- [Aim 1]
Answer these from the report on Nafis, one line each:
(a) Where was the US ambassador when he replied to queries?
(b) About how long did Friday's phone call last before the line disconnected?
(c) What is the father's job?
- [Aim 2]
Name every person that the report on Nafis identifies by name.

Yesterday, US ambassador to Dhaka Dan W Mozena replying to queries at Savar CRP yesterday said the situation with Nafis was known to him. The youth was offered consular access immediately, but for reasons of his own, he demurred, BBC reports.

Contacted, Ahsanullah said he does not believe Nafis had refused diplomatic assistance.

He said none from the government side has contacted him yet. As he went to the foreign ministry about 10 days ago, officials told him that the ministry has been in touch with the US State Department but is yet to get consular access to Nafis.

“I hope Bangladesh government will provide legal aid to prove my son's innocence,” the father, a banker in Dhaka, said.

On Friday, for the first time after his arrest, Nafis talked to his parents over telephone from the US. He could just ask his parents how they were doing. The line disconnected in around three minutes and they could not discuss legal issues.

An US attorney for Nafis had advised his parents through an e-mail not to talk anything with their son except exchanging pleasantries.

- [Information shown]
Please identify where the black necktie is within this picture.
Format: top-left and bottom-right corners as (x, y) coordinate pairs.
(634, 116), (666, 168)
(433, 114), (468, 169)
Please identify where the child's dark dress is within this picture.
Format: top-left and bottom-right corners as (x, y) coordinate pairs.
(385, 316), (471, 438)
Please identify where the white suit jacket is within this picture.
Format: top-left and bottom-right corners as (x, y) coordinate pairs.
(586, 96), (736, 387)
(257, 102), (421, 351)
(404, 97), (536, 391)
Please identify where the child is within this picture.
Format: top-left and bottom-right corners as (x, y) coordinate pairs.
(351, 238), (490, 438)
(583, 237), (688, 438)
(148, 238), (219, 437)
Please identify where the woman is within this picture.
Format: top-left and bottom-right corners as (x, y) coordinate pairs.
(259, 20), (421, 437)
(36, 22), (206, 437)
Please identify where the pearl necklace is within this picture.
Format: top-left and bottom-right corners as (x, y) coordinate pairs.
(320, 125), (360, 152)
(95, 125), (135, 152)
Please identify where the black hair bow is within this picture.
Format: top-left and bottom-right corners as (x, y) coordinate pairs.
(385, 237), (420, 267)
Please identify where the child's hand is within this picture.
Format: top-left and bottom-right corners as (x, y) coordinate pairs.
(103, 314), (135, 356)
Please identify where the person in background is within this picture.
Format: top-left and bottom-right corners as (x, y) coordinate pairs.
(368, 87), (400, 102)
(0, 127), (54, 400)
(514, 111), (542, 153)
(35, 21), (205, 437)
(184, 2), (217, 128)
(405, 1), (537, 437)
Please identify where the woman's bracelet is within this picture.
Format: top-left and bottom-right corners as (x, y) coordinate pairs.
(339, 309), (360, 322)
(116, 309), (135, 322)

- [Solution 1]
(a) At Savar CRP.
(b) Around three minutes.
(c) He is a banker in Dhaka.

- [Solution 2]
Dan W Mozena
Nafis
Ahsanullah